- [PASSAGE PROVIDED]:
————————

In addition to "The Discovery of the Mind" by Bruno Snell, "The Greeks and the Irrational" is another important book for further understanding Jaynes's theory with regard to the ancient Greeks.

I'll be posting some relevant quotes soon in order to encourage discussion of book.

Author:  erikweijers [ Tue Aug 28, 2007 2:07 am ]
Post subject:  "The Greeks and the Irrational" by E.R. Dodds

Allow me to reply with a first quote of Dodds, which clearly shows that Jaynes was influenced by him. In this case the argument that the gods were not merely a poetic device of the author(s) of the Odyssey:

'But the most characteristic feature of the Odyssey is the way in which its personages ascribe all sorts of mental (as well as physical) events to the intervention of a nameless and indeterminate daemon or "god" or "gods". These vaguely conceived beings can inspire courage at a crisis or take away a man's understanding, just as the gods do in the Iliad. But they are also credited with a wide range of what may be called loosely "monitions." When someone has a particularly foolish idea; when he suddenly recognises another person's identity or sees in a flash the meaning of an omen, when he remembers what he might well have forgotten or forgets what he should have remembered, he or someone else will see in it, if we are to take the words literally, a psychic intervention by one of these anonymous supernatural beings. Doubtless they do not always expect to be taken literally: Odysseus, for example, is hardly serious in ascribing to the machinations of a daemon the fact that he went without his cloak on a cold night. But we are not dealing simply with an "epic convention". For it is the poet's characters who talk like this, and not the poet: his own convention is quite other - he operates, like the author of the Iliad, with clear-cut anthropomorphic gods such as Athena and Poseidon, not with anonymous daemons. If he has made his characters employ a different convention, he has presumably done so because that is how people did in fact talk: he is being "realistic."' (The Greeks and the Irrational, p.11/12 of ch.1: Agamemnon's Apology)

Author:  Moderator [ Sat Sep 01, 2007 12:27 am ]
Post subject:  "The Greeks and the Irrational" by E.R. Dodds

Thank you, Erik, for getting the ball rolling... I'll expand this post over the next few weeks and hopefully others will join in as well.

————————

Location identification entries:
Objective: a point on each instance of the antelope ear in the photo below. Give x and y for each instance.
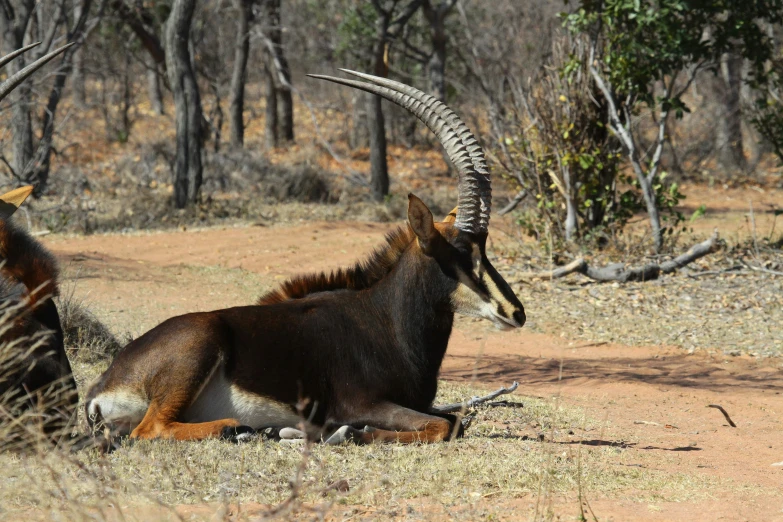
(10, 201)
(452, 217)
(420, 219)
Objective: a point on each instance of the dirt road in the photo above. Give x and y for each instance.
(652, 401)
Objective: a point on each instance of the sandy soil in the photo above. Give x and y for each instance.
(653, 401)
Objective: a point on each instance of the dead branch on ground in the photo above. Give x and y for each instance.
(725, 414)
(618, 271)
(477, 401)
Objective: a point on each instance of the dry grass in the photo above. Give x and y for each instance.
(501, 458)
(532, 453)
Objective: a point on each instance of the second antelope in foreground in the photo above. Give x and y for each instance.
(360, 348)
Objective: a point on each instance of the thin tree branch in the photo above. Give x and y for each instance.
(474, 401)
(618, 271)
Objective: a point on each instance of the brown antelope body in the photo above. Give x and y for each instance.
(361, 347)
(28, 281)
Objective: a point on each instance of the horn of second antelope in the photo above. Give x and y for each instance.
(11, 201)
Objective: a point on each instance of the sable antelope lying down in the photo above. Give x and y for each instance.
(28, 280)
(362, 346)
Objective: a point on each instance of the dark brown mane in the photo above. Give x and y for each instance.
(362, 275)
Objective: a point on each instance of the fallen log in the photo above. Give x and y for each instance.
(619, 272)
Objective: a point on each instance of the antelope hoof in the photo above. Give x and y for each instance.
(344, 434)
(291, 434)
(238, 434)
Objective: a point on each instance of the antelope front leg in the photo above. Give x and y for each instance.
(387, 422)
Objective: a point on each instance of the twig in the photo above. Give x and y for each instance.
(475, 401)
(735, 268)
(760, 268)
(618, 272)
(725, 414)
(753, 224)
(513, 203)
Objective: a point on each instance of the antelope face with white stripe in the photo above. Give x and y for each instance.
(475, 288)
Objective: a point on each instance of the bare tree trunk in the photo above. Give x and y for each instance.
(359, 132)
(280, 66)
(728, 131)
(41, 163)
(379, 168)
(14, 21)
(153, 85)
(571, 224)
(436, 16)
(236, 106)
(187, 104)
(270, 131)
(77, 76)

————————

- [TASK INSTRUCTIONS]: Duplicate the portion of the forum discussion that starts at "Author:  Moderator [ Sat" and ends at "in as well.".

- [CORRECT RESPONSE]:
Author:  Moderator [ Sat Sep 01, 2007 12:27 am ]
Post subject:  "The Greeks and the Irrational" by E.R. Dodds

Thank you, Erik, for getting the ball rolling... I'll expand this post over the next few weeks and hopefully others will join in as well.